◆ WHAT YOU ARE ASKED TO DO: Read the data and repeat all of it exactly.

Start of DATA FOR THE TASK

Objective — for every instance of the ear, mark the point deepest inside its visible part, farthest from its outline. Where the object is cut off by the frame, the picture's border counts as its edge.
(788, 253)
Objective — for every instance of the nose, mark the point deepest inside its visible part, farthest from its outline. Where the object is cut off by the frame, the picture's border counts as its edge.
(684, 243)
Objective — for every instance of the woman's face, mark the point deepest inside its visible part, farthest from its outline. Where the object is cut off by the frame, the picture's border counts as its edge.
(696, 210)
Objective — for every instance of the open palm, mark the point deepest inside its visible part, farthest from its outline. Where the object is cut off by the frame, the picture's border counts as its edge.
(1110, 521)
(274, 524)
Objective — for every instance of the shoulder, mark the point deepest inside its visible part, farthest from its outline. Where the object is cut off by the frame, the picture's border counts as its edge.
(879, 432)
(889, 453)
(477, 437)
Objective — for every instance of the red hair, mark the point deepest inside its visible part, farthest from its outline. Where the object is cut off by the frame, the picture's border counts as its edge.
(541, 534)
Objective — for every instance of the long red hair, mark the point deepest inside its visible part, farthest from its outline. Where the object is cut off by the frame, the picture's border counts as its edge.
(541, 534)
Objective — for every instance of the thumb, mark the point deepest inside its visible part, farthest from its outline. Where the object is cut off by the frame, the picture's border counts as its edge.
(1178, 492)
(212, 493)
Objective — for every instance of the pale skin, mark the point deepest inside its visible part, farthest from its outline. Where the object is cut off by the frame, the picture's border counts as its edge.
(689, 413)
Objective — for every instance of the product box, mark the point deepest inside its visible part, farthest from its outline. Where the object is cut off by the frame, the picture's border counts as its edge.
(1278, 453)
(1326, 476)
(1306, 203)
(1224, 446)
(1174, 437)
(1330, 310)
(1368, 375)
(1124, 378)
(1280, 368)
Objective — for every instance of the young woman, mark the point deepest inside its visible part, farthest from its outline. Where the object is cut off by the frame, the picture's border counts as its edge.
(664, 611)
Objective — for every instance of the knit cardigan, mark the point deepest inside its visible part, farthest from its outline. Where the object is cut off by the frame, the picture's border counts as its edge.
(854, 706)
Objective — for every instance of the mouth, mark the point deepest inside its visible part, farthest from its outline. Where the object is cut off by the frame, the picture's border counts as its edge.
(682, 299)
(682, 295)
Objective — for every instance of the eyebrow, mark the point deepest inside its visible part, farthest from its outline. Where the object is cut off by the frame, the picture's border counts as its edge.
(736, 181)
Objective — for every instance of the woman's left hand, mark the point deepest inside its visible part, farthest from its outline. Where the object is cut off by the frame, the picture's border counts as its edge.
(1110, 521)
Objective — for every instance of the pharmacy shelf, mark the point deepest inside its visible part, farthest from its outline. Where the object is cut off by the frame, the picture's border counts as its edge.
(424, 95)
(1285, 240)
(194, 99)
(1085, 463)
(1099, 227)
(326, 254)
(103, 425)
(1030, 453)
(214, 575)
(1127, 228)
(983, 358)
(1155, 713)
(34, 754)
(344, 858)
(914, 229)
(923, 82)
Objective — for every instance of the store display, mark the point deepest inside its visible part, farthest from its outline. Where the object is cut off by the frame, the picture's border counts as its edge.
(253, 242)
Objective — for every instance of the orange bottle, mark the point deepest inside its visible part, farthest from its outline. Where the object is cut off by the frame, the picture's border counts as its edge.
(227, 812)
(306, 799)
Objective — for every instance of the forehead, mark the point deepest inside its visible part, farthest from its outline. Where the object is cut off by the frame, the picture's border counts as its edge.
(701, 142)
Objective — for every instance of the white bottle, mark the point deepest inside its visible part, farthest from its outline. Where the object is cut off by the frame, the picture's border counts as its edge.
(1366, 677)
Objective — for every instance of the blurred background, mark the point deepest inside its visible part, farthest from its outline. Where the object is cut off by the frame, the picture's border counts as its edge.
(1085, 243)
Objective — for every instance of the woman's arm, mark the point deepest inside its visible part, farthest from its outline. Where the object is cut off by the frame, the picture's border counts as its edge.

End of DATA FOR THE TASK

◆ RESPONSE BELOW:
Objective — for every instance of the ear, mark the point deepest inside its visible part, farthest from its outline. Where the object is cut off by the frame, the picture's border counts as its edge.
(788, 253)
Objective — for every instance of the nose, mark the point deepest inside its visible part, farthest from its outline. Where the object is cut off by the frame, the picture's border counts as its edge.
(684, 243)
Objective — for every instance of the woman's face, mark the point deepest inside its visible part, farthest from its outline. Where the object is cut off by the frame, the picture's border counts as its edge.
(696, 210)
Objective — for every instance of the open palm, mark the point deepest inside its visible part, farthest from its outline. Where the object is cut off by the frame, the picture's border counts as its edge.
(1110, 521)
(274, 524)
Objective — for every instance of the shoulder, mark the point deepest inside its visible part, farthest from its outline. Where the object is cut off by the frame, the picture's border counts as its edge.
(879, 432)
(889, 453)
(477, 437)
Objective — for every instance of the red hair, mark the point deepest inside its visible part, farthest from its outline. Where the object is cut off by the frame, the picture's border counts as its edge.
(541, 534)
Objective — for every instance of the long red hair, mark the point deepest inside its visible part, farthest from its outline. Where the object is cut off by the frame, the picture's border counts as its edge.
(541, 534)
Objective — for every instance of the thumb, mark the point deepest inside its visible part, farthest from its outline. Where the object is cut off by the frame, the picture's border counts as its edge.
(1178, 492)
(212, 493)
Objective — for every instance of the pale skin, mark the point deepest inside its visible part, farthest from its outline. Where the object is cut off by the frame, the picture's border counts as its edge.
(689, 413)
Objective — for every instance of the product box, mark the point deepest inside its visible part, farthest from its outline. Where the object is cut off by the frame, the picture's border counts as its edge.
(1278, 453)
(1326, 476)
(1306, 203)
(1224, 446)
(1174, 437)
(1330, 310)
(1368, 375)
(1124, 378)
(1280, 368)
Objective — for every instance of the young woman, mark the point deepest inside its visible part, farthest from its outline. Where the object is cut off by the frame, the picture's border counts as its edge.
(664, 611)
Objective — for every instance of the knit cardigan, mark the point deepest inside its visible part, farthest from its outline. Where the object is cut off by the frame, the picture's border counts as its edge.
(854, 706)
Objective — for every instance of the mouth, mark the point deepest inside its visible part, farthest from its outline. Where the object is cut off by the frame, the picture's border counts as its edge.
(682, 299)
(682, 295)
Objective — for every instance of the eyebrow, mark the point deepest inside its visible part, farthest from its outline. Where the object is cut off by the frame, the picture's border counts as its edge.
(736, 181)
Objective — for every instance of the woman's left hand, mark the point deepest inside its visible part, farthest from its outline. Where the object is cut off by the frame, the picture's border counts as its edge.
(1110, 521)
Objective — for every instance of the pharmacy shelf, mark the point deepest inside its visible part, farthest from its outline. Where the object is cut off by the frame, the picture's border counts as its edge.
(424, 95)
(1285, 240)
(194, 99)
(1085, 463)
(1099, 227)
(326, 254)
(103, 425)
(1030, 453)
(214, 575)
(1127, 228)
(983, 358)
(1155, 713)
(34, 754)
(344, 858)
(914, 229)
(923, 82)
Objective — for every instance of the store display, mark the point deepest inside its visible part, farthest from its outline. Where the object is cut off by the frame, the picture's border counts as its edge.
(253, 242)
Objective — for every instance of the orange bottle, mark the point deepest inside its visible part, farthest from its outline. Where the object is cut off by the frame, the picture's border counts as its edge.
(227, 812)
(306, 799)
Objective — for every instance of the forehead, mark the point deepest inside its visible part, farthest from its outline. Where the object is cut off by the frame, the picture's border counts as its edge.
(701, 142)
Objective — for every instance of the white bottle, mark the point deepest inside its visible part, farthest from its outline. Where the object is cut off by the frame, the picture's border counts as its edge.
(1366, 677)
Objective — for every instance of the blurred background, mark the point deepest inside its visible part, farthest from its outline. Where the object is cut off by the frame, the picture's border counts as its edge.
(1085, 243)
Objective — for every instance of the woman's arm, mark the point deepest inside its visible part, farthest from its outline. Where the object is cut off by the frame, the picture's border counts as its edge.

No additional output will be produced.